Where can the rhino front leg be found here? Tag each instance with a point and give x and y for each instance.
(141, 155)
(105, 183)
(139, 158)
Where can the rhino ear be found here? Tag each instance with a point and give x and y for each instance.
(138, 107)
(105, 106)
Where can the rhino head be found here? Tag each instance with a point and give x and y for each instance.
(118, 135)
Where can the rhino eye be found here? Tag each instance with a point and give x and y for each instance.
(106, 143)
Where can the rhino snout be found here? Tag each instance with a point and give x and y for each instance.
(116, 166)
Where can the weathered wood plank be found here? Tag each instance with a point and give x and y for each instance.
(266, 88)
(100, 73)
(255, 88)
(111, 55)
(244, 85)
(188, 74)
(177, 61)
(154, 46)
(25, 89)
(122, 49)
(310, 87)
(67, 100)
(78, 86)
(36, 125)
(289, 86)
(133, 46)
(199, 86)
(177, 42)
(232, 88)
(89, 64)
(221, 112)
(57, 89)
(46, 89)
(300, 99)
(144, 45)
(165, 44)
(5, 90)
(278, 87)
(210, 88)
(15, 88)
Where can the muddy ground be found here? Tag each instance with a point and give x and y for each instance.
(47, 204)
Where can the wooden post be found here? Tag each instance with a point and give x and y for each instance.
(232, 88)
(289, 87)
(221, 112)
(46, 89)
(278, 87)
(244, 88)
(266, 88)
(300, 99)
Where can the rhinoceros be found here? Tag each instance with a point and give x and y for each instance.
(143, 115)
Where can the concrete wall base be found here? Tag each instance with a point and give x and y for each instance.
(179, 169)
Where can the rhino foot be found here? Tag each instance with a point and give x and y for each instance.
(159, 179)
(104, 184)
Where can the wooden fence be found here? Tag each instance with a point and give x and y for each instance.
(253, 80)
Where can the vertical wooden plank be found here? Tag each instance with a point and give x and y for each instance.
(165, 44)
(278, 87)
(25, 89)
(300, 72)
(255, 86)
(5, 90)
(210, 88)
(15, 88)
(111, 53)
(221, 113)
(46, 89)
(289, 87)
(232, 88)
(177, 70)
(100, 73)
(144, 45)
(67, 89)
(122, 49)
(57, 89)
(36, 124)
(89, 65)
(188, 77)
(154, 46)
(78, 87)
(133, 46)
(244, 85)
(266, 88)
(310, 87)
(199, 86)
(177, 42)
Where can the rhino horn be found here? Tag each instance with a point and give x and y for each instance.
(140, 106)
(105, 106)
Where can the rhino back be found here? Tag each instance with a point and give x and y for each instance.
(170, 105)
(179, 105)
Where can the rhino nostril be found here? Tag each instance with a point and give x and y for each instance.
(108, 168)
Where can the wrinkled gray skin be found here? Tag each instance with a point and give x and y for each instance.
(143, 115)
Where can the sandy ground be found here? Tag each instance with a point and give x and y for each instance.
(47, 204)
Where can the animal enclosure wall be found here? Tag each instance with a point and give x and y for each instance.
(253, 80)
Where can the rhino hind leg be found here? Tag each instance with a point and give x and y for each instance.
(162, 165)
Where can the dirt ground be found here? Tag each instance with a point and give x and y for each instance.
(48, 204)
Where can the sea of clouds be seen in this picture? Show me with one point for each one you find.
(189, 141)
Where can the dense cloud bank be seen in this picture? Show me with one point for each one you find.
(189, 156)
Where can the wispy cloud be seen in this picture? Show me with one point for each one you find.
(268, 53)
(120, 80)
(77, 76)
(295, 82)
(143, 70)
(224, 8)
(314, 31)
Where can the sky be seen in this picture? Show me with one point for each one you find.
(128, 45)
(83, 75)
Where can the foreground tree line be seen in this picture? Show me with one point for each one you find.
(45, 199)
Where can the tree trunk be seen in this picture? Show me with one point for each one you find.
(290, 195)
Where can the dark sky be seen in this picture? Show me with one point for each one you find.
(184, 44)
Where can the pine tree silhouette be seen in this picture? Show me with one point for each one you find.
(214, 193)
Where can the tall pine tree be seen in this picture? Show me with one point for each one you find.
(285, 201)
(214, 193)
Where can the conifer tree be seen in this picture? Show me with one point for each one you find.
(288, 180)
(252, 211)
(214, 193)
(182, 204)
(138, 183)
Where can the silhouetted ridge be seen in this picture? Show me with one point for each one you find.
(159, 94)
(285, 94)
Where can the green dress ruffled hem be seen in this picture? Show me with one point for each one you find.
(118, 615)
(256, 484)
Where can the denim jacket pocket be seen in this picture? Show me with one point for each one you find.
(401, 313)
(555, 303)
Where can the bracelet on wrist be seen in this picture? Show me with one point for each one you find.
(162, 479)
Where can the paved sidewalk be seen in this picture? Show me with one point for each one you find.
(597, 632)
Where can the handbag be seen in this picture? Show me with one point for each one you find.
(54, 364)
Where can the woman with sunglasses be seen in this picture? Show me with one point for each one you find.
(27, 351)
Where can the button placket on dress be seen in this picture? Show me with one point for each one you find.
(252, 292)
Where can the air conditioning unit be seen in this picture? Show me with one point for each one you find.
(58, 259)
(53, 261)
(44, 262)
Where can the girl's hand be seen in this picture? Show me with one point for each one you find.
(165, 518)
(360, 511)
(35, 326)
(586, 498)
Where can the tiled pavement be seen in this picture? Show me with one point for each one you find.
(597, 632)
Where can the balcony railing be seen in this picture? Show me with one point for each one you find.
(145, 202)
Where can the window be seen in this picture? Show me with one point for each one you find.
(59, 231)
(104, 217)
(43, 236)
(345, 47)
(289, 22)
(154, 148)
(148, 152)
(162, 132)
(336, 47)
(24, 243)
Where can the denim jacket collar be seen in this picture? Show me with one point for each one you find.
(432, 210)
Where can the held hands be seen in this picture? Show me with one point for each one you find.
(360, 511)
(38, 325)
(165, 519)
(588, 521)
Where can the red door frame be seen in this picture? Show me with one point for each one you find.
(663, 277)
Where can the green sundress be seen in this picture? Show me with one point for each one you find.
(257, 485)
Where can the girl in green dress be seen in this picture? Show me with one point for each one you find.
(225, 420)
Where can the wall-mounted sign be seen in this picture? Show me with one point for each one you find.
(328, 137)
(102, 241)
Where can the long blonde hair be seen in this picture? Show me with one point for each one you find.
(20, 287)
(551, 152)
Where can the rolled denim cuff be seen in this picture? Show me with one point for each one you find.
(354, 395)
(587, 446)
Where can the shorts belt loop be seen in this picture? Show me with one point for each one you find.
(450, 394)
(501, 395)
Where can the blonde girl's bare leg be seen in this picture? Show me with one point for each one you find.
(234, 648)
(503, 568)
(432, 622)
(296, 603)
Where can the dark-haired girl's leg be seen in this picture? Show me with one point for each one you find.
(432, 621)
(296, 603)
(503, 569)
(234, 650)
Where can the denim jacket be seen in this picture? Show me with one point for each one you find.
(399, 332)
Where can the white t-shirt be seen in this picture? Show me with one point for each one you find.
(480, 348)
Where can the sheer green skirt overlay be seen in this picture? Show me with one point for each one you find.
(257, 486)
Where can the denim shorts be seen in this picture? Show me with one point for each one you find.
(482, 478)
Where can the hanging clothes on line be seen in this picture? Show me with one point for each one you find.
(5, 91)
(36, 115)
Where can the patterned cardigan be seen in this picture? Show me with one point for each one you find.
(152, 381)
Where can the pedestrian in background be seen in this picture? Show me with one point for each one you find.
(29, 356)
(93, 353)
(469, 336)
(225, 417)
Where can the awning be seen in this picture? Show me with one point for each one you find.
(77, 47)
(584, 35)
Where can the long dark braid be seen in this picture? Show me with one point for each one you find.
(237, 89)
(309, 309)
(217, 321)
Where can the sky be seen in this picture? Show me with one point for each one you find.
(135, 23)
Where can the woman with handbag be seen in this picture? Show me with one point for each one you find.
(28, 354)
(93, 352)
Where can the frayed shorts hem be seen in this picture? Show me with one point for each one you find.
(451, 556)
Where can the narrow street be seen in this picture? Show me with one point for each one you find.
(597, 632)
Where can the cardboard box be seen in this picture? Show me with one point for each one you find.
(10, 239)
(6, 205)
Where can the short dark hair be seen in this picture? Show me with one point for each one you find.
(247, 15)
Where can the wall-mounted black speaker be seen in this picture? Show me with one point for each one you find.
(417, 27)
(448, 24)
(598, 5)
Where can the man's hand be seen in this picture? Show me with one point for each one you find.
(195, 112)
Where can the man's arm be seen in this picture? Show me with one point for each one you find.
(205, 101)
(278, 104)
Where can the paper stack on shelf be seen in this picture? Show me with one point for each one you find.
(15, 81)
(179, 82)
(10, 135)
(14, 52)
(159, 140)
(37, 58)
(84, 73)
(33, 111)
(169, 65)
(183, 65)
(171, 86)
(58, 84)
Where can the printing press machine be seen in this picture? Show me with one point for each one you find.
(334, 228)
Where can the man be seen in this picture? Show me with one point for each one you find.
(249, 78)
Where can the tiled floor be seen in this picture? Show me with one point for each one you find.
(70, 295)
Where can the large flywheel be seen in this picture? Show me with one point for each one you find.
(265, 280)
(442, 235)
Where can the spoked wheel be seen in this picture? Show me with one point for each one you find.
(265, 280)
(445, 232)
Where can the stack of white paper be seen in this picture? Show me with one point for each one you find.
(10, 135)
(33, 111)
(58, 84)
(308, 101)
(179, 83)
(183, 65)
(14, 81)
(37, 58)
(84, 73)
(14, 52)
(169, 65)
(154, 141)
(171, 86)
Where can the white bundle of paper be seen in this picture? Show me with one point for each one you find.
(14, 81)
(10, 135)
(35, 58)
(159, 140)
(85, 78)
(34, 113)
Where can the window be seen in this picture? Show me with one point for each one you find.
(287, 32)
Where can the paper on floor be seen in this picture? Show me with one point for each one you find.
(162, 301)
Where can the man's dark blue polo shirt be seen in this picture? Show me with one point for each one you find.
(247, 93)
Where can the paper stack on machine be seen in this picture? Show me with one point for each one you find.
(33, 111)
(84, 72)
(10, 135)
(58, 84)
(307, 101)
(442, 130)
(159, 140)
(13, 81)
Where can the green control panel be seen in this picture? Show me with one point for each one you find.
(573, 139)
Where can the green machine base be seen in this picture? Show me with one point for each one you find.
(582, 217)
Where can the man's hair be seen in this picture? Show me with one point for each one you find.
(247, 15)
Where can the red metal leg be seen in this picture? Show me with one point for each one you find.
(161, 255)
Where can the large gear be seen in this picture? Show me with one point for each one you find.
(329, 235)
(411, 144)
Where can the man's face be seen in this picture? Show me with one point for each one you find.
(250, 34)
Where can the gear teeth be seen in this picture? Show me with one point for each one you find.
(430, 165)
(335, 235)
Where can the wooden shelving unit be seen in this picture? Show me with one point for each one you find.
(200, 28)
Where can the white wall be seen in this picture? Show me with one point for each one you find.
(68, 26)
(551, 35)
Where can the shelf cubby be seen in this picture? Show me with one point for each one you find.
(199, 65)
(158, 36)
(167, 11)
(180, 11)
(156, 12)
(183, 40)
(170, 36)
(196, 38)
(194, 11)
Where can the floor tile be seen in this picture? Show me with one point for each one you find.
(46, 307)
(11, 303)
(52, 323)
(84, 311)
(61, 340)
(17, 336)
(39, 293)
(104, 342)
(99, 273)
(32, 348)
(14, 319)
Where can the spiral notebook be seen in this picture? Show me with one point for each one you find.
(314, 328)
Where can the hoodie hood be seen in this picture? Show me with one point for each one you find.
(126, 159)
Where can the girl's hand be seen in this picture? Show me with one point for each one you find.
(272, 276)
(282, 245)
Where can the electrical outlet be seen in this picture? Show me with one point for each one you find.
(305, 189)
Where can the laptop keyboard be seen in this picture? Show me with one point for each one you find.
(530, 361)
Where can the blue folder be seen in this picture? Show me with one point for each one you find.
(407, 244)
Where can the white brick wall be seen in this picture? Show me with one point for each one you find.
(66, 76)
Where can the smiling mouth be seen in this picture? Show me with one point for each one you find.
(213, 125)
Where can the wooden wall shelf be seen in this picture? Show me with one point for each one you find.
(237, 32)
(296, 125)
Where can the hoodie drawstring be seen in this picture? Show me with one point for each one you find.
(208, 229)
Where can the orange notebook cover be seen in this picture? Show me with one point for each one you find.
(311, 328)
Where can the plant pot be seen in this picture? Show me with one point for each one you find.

++++++++++

Exercise details: From the line containing "Where can the laptop" to the last line of the data above, copy each line exactly and add nothing.

Result for this task:
Where can the laptop keyboard be seen in this picture? Show me with one point for each one you find.
(530, 361)
Where can the blue folder be seen in this picture? Show me with one point for each one you find.
(407, 244)
Where can the white brick wall be seen in this picture? Show me with one point for each one you find.
(66, 76)
Where can the smiling mouth be seen in this picture? Show me with one point for each one you find.
(213, 125)
Where can the wooden wall shelf be seen in this picture? Show me with one point for each one you find.
(237, 32)
(296, 125)
Where can the hoodie drawstring be seen in this picture? Show me with one point for each one you find.
(208, 229)
Where can the orange notebook cover be seen in this picture? Show me with one point for each one you find.
(311, 328)
Where can the plant pot be seen in this picture? Show me with one point for each one you find.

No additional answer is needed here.